• [Excerpted data]:

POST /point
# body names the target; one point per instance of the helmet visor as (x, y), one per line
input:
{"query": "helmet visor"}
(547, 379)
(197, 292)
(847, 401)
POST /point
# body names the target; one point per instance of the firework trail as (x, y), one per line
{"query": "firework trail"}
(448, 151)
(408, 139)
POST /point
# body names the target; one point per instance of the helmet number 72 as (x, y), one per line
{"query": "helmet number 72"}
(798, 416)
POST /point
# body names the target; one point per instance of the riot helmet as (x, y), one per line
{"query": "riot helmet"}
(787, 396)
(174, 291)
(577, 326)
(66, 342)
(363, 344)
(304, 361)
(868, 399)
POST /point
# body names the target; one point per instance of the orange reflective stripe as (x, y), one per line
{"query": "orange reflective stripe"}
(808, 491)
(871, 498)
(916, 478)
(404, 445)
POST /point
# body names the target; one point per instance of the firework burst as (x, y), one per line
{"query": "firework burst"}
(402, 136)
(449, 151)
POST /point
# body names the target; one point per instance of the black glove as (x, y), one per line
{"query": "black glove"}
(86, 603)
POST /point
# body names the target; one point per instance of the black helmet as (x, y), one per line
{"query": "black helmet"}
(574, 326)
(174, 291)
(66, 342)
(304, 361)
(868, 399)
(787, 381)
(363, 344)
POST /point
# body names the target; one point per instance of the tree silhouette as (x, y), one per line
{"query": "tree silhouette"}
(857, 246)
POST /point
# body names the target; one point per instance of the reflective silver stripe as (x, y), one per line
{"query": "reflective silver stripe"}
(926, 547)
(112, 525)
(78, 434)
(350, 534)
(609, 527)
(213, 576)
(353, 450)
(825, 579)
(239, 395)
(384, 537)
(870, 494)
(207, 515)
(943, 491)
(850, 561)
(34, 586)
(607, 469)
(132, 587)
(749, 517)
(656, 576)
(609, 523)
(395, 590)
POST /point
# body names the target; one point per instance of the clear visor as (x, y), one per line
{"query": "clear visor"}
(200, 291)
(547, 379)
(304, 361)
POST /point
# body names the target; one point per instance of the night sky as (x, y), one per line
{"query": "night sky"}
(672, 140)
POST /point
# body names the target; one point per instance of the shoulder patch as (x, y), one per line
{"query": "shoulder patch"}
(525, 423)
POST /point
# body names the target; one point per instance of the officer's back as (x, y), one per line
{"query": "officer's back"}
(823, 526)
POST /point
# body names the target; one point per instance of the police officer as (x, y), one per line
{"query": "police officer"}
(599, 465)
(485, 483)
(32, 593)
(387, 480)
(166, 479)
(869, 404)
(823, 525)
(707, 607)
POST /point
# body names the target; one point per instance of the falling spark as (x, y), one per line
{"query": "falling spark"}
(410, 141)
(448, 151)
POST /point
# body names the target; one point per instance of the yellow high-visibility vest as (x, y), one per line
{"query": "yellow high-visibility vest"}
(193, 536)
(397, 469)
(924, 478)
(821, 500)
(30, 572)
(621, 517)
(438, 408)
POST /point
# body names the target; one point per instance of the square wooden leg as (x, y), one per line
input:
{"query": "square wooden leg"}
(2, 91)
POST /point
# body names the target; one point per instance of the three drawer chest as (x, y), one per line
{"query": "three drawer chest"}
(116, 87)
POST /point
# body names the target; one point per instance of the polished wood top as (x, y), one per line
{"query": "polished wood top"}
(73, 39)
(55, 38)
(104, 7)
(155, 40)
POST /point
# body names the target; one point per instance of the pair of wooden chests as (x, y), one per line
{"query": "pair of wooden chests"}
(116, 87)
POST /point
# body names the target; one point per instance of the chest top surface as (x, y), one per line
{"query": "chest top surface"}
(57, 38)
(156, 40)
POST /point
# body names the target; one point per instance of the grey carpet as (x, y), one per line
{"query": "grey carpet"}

• [Work to be completed]: Repeat the data above, word for word.

• [Complete response]:
POST /point
# body names the target; one point per instance of the helmet visor as (x, y), one per line
input:
{"query": "helmet visor"}
(547, 379)
(197, 292)
(847, 401)
POST /point
# body names the target; one point per instance of the firework trail as (x, y), one per line
{"query": "firework trail"}
(448, 151)
(408, 139)
POST /point
# body names the target; one point per instance of the helmet number 72 as (x, y), one per line
{"query": "helmet number 72"}
(798, 416)
POST /point
# body names the target; one point per instance of the riot helmet as (x, y), one per line
{"query": "riot helmet"}
(787, 396)
(174, 291)
(577, 326)
(66, 342)
(363, 344)
(304, 361)
(868, 399)
POST /point
# body names the target; one point per instance of the orange reflective stripe as (x, y), one per line
{"query": "orange reflective stripe"}
(808, 491)
(871, 498)
(916, 478)
(404, 445)
POST /point
# body names the target; one point per instance of the firework burst as (x, y), one per line
{"query": "firework burst"}
(402, 136)
(449, 151)
POST /point
# body names the target; one point per instance of the black glove as (x, y), one per line
{"query": "black glove"}
(86, 603)
POST /point
# body names the target; one point per instance of the black helmet as (x, y), one per line
{"query": "black helmet"}
(574, 326)
(174, 291)
(66, 342)
(304, 361)
(868, 399)
(787, 381)
(363, 344)
POST /point
# body names the target; one point per instance of the tree silhouette as (x, y), one per line
{"query": "tree silhouette"}
(857, 246)
POST /point
# body names the target; one point per instance of the reflective silver stripe as (x, y), one per line
{"query": "reflective silver stripe"}
(926, 547)
(112, 525)
(78, 434)
(350, 534)
(609, 527)
(213, 576)
(353, 450)
(825, 579)
(239, 395)
(384, 537)
(870, 494)
(207, 515)
(943, 491)
(850, 561)
(34, 586)
(607, 469)
(132, 587)
(749, 517)
(656, 576)
(609, 523)
(395, 590)
POST /point
# body names the target; one point per instance of the clear visor as (x, y), one per line
{"query": "clear visor"}
(200, 291)
(547, 379)
(304, 361)
POST /point
# body names the target; one point per instance of the night sky as (x, y), one per line
{"query": "night sky"}
(672, 140)
POST /point
# body names the target; one point per instance of the shoulder patch as (x, y), one per line
{"query": "shoulder patch"}
(525, 423)
POST /point
# body names the target; one point per instance of the officer's back as (x, y), one per line
{"query": "officer's back"}
(823, 526)
POST /point
# body names the target; one point per instance of the police officer as (x, y), one per line
{"query": "police officer"}
(599, 465)
(485, 483)
(32, 593)
(387, 480)
(166, 479)
(869, 404)
(823, 525)
(707, 607)
POST /point
# body names the target; one point per instance of the falling spark as (x, y), one per line
{"query": "falling spark"}
(410, 141)
(448, 151)
POST /point
# body names the target; one point per instance of the yellow high-visibility vest as (x, y), one per line
{"query": "yellow high-visibility vest"}
(193, 536)
(397, 469)
(924, 478)
(821, 500)
(30, 572)
(621, 517)
(438, 408)
POST /point
# body names the target; one point per instance of the square wooden leg as (x, y), one per line
input:
{"query": "square wooden leg"}
(2, 91)
POST /point
# body names the target; one point per instance of the three drawer chest as (x, y), one per line
{"query": "three drawer chest"}
(116, 87)
POST /point
# body names the target; one point per instance of the polished wood top as (x, y), one per line
{"query": "polished wood top"}
(73, 39)
(55, 38)
(104, 7)
(155, 40)
POST /point
# body names the target; one point per instance of the pair of wooden chests as (x, y), one per line
{"query": "pair of wooden chests"}
(116, 87)
POST /point
# body names the target; one point per instance of the chest top surface as (x, y), one per line
{"query": "chest top surface"}
(57, 38)
(156, 40)
POST /point
# body names the target; one point per instance of the grey carpet as (x, y), one per line
{"query": "grey carpet"}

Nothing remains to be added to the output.